Output the data once more, exactly as given.
+ + + + +
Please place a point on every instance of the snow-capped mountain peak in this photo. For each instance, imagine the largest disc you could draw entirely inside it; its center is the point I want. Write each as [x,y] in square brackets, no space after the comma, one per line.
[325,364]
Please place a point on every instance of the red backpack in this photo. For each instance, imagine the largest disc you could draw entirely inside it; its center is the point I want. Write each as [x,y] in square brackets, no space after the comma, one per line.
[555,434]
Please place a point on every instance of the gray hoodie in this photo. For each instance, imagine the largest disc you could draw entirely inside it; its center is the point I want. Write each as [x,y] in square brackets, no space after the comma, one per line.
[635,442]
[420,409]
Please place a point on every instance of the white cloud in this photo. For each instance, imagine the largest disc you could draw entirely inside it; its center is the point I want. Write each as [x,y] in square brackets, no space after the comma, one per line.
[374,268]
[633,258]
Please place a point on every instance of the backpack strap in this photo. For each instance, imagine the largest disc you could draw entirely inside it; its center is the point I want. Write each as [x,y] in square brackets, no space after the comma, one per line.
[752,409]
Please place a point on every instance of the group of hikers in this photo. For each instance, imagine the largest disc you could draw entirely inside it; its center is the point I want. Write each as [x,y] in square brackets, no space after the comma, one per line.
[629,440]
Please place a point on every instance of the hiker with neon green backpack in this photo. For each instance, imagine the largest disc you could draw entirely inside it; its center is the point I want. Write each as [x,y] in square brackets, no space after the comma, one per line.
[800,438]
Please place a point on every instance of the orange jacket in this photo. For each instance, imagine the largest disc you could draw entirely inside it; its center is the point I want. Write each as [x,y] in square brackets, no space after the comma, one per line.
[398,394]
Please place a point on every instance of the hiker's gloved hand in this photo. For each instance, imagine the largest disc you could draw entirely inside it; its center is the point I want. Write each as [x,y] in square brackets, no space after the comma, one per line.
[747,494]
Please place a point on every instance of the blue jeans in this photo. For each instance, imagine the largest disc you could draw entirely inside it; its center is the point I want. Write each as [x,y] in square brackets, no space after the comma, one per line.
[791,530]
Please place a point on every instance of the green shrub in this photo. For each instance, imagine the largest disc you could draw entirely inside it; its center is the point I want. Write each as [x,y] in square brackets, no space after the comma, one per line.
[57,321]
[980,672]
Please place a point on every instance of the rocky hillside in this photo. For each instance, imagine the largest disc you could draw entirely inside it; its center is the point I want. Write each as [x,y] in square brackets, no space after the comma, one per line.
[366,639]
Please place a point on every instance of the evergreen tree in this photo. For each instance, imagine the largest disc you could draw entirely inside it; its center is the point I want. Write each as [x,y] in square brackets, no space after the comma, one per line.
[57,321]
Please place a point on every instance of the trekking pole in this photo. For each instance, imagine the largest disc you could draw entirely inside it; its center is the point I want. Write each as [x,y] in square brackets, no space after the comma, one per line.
+ + + + +
WRITTEN SOLUTION:
Please place a point on every instance of the snow-capped mountain peak in this photo. For each instance, imagine the largest disc you could draw entirely inside it; its center is the point I want. Write each as [x,y] in square brackets, no space after the comma, one per line.
[325,364]
Please place a point on every instance of the red backpack in this photo. For each instance, imagine the largest disc you could draw entirely inside it; its center is the point I want. Write each as [x,y] in square brackets, no space after the comma, one per line.
[555,434]
Please place a point on every instance of the gray hoodie in this photo. For each instance, imagine the largest disc you could draw entirely inside it; its center is the point I want. Write each as [x,y] in square brackets, no space after the comma, one per line.
[635,442]
[420,409]
Please place a point on every instance of the white cloud in this photo. For each instance, imagine the largest disc you could draw entirely inside it; its center is the point I want. Write each as [x,y] in square brackets, no space after the comma, one per line.
[374,268]
[633,258]
Please place a point on every instance of the backpack strap in this photo. For each instance, imagine the largest disc you could draw entirely inside it; its center is the point I want. Write each as [x,y] in square brackets, no space after the comma, one per line.
[752,409]
Please place a point on every instance of the group of hikers in this photo. For each instance, imagine the largest disc you could draw entirely inside it; its center is the point I want. Write each as [x,y] in square brackets, no space after the comma, one per line.
[629,440]
Please place a point on every instance of the hiker with neon green backpack in this photo. For each instance, imagine the largest disc you could draw entirely inside it; its center is the point I want. Write each as [x,y] in square brackets, no space after the comma, one per line.
[800,438]
Please place a point on every instance of the orange jacket in this photo. For each instance, imagine the largest disc you could draw entirely inside it; its center is the point I want. Write each as [x,y] in square brackets, no space after the comma, one per line.
[398,394]
Please place a point on every instance of the hiker's gloved hand in this photo. For each instance, imagine the largest disc you could draw entirely inside it; its center is the point I want. Write each as [x,y] in square brackets, no space after the comma, one per line.
[747,494]
Please place a point on every instance of the blue jeans in this photo. For each instance, imagine the largest disc you could draw entirely inside it; its center is the point I want. Write each as [x,y] in square brackets, no space after the comma, one per line.
[791,530]
Please place a point on every instance of the green shrub in this photo. For each instance, imagine the largest disc you could draw entirely inside it; its center is the point I want. Write each as [x,y] in square brackets, no space after the comma, one per line.
[57,321]
[980,672]
Please place a point on every instance of the rocky hillside in this photo. For each instance, imagine the largest disc you could draw entirely inside it; its center is the point I want. Write each as [x,y] in square brackets, no space after the comma, one per line.
[366,639]
Please place a point on every instance of the evergreen tree in this photo. For each instance, imagine the largest disc you could draw entirely inside it; its center is the point I want. Write each as [x,y] in square brackets, no space after the comma, one per line.
[57,321]
Please place a point on every instance of the trekking pole in this photo. For each instance, imagine the largest disc you could draw entirely inside it; its center is the point I want. Write each as [x,y] in square brackets, no space after the comma, one per line.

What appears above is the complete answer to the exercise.